Parce que les femmes restent trop souvent dans l’ombre, l'historien Jean Tulard et son épouse Marie-José ont entrepris de les mettre en lumière dans ce livre. Et pas n’importe lesquelles. Ce sont Les égéries de la Révolution (Robert Laffont, 2019, 20,50 €) que le couple présente dans une jolie galerie de trente-quatre portraits.
Pompadour, Montespan, Maintenon... Au temps de la monarchie française régnaient les favorites. Mais quand le peuple – femmes comprises - décida de couper la tête du roi, la place de la femme évolua.
Le terme d’« égéries », convient bien aux femmes de la période révolutionnaire. Il est courant d’affirmer qu’au XVIIIème siècle, les femmes étaient libres, du moins dans la haute société. Elles n'en étaient pas moins privées de droits politiques et en 1789, devaient encore se contenter de manœuvrer dans l’ombre.

──────────

Répondez aux questions suivantes à partir de l'extrait du document.
(a) Combien de portraits compte la galerie présentée par le couple ?
(b) Quelles favorites sont nommées pour le temps de la monarchie française ?
(c) De quels droits les femmes étaient-elles privées au XVIIIème siècle ?

» DONNÉES ENREGISTRÉES:
──────────

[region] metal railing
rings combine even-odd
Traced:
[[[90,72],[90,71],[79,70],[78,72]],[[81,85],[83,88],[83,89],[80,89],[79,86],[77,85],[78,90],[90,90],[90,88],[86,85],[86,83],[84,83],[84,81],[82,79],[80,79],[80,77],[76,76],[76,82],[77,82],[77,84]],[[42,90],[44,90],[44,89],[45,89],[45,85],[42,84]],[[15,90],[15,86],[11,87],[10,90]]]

──────────

» EXERCICE RÉALISÉ:
(a) Trente-quatre portraits.
(b) Pompadour, Montespan et Maintenon.
(c) Des droits politiques.